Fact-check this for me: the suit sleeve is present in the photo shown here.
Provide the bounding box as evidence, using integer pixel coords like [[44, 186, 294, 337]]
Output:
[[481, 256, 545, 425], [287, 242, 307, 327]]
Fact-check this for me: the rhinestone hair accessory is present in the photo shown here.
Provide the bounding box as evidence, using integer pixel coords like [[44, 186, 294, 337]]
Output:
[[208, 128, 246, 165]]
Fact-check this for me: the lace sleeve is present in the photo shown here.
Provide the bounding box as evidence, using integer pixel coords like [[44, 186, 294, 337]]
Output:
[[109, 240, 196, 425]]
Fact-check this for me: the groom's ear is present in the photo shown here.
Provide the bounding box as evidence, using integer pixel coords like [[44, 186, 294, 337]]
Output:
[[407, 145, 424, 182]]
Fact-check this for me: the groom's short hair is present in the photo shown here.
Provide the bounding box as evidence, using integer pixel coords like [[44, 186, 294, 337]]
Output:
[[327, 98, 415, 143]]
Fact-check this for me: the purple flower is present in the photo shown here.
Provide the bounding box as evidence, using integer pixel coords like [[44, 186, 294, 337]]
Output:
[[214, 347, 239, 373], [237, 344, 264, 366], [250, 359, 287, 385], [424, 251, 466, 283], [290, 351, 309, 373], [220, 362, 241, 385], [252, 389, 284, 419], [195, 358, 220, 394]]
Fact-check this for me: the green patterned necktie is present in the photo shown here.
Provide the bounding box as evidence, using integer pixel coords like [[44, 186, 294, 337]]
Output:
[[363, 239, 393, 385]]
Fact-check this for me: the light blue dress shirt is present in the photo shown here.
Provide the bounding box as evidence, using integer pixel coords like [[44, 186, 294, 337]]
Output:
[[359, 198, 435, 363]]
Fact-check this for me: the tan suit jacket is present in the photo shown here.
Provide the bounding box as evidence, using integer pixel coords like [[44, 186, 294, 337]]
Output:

# PROBLEM STATEMENT
Locate each line in the rows above that contains the string "suit", and copy those lines in full. Case counts when matching.

# SOLUTION TO THIS TASK
Fact-check this for me: the suit sleeve is present in the photo shown here.
Fact-check this for me: the tan suit jacket is present in the photo shown here.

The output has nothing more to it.